EXERCISE DIRECTIONS –
Copy out all of the data below, line for line, without changing anything.

RECORDS TO USE –
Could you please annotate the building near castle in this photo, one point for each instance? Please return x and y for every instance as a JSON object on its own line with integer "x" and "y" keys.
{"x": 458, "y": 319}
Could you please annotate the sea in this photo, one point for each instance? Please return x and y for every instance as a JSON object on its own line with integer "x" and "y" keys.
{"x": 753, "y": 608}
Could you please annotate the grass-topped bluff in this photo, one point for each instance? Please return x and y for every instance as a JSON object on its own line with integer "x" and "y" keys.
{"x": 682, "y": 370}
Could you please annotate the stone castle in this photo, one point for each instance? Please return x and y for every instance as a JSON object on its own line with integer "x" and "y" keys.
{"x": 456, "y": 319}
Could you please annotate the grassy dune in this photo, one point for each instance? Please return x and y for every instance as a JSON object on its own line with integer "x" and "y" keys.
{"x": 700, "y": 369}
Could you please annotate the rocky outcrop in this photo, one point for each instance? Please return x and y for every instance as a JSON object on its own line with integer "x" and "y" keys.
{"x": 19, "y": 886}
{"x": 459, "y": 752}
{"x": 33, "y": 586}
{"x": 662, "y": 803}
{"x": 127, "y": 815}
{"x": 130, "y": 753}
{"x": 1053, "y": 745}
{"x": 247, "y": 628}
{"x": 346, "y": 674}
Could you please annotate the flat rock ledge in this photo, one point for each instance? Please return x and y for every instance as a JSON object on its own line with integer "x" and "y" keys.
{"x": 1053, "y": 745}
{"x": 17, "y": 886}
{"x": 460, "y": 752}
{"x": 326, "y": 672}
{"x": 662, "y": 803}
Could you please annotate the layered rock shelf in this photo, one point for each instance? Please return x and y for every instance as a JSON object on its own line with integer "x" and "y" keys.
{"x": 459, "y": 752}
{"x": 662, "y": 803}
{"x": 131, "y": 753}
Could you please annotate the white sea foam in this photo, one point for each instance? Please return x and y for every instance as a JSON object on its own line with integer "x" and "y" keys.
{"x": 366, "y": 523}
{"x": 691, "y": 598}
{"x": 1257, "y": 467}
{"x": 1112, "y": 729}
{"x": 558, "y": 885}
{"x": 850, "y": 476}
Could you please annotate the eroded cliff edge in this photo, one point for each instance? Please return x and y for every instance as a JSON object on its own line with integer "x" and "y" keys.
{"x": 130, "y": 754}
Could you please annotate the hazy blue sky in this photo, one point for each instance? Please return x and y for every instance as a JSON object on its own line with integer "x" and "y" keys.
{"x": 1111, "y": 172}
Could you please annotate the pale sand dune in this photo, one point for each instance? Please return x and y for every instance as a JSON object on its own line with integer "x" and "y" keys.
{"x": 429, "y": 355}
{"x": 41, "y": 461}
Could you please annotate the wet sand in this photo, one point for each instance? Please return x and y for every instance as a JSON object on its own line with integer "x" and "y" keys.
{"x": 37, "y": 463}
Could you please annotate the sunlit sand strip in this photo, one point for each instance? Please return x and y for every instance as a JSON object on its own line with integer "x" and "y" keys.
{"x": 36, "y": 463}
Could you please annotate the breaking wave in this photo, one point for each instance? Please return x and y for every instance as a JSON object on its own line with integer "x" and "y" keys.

WORKED SOLUTION –
Could you please annotate the building near castle in this photo, one point for each instance? Please return x and y for every instance as a JSON object on its own line with integer "x" and "y" keys.
{"x": 458, "y": 319}
Could you please annotate the sea in this photo, one point for each instance? Please return x and y for every instance as a JSON object on its own line with integer "x" and "y" keys.
{"x": 753, "y": 608}
Could you please annotate the grass-topped bluff in this photo, one point for each instance? Please return x and y for every instance as a JSON object on its own line with integer "x" and "y" keys.
{"x": 682, "y": 370}
Could you please annotate the stone castle in this photo, one point for each instance? Please return x and y for every instance as a JSON object on its own line with integer "x" and "y" keys.
{"x": 456, "y": 319}
Could you please annotate the grassy dune in this photo, one point for each instance? Please return x and y for every instance as a JSON object on its own line with integer "x" and "y" keys.
{"x": 700, "y": 369}
Could you please annotate the rocky outcrop in this photo, one point for each instance? Please return x and y for every instance as a JSON object on its own line with integer "x" and "y" keys.
{"x": 19, "y": 886}
{"x": 459, "y": 752}
{"x": 33, "y": 586}
{"x": 662, "y": 803}
{"x": 127, "y": 815}
{"x": 130, "y": 753}
{"x": 1053, "y": 745}
{"x": 247, "y": 628}
{"x": 346, "y": 674}
Could you please annotate the flat rock ledge in this photo, one point for each instance? Please return x and y for every instance as a JSON object on its own line with integer "x" and "y" keys.
{"x": 1053, "y": 745}
{"x": 17, "y": 886}
{"x": 460, "y": 752}
{"x": 326, "y": 672}
{"x": 662, "y": 803}
Could you please annotate the layered rock shelf in this photo, one point for each instance? Please return x and y for every instance as a JSON object on its own line with integer "x" and "y" keys.
{"x": 459, "y": 752}
{"x": 662, "y": 803}
{"x": 131, "y": 753}
Could you please annotate the white sea foam in this photo, one point for each instance? Please return x and y for every instance as a JSON object on its own line with integer "x" and "y" keys.
{"x": 366, "y": 523}
{"x": 691, "y": 598}
{"x": 1257, "y": 467}
{"x": 1112, "y": 729}
{"x": 558, "y": 885}
{"x": 850, "y": 476}
Could you please annotate the eroded cliff edge in this photo, one point for each instance? Please return x and y for every instance as a JSON object on its own line with integer "x" and "y" keys.
{"x": 130, "y": 754}
Could you please annotate the hazy blue sky in this photo, one point for each instance? Please return x and y for every instance as a JSON object on its own line with integer "x" and "y" keys.
{"x": 1111, "y": 172}
Could you please annotate the pale sand dune in this photo, one point for each instance? Please return x and y for every instance as a JSON object on its own line with integer "x" and "y" keys.
{"x": 429, "y": 355}
{"x": 41, "y": 461}
Could you please annotate the wet sand in this photo, one point for each instance? Please return x and y for every instance as a JSON object on its own line with integer "x" and "y" keys.
{"x": 37, "y": 463}
Could you please annotate the sunlit sand strip in this photo, one point for each instance? Please return x and y for every instance as a JSON object on its own line with integer "x" and "y" keys.
{"x": 36, "y": 463}
Could you please annotate the breaking wave in this photo, one point for each instance? Please return x and y for every instance as a JSON object on its own line with integer "x" and "y" keys.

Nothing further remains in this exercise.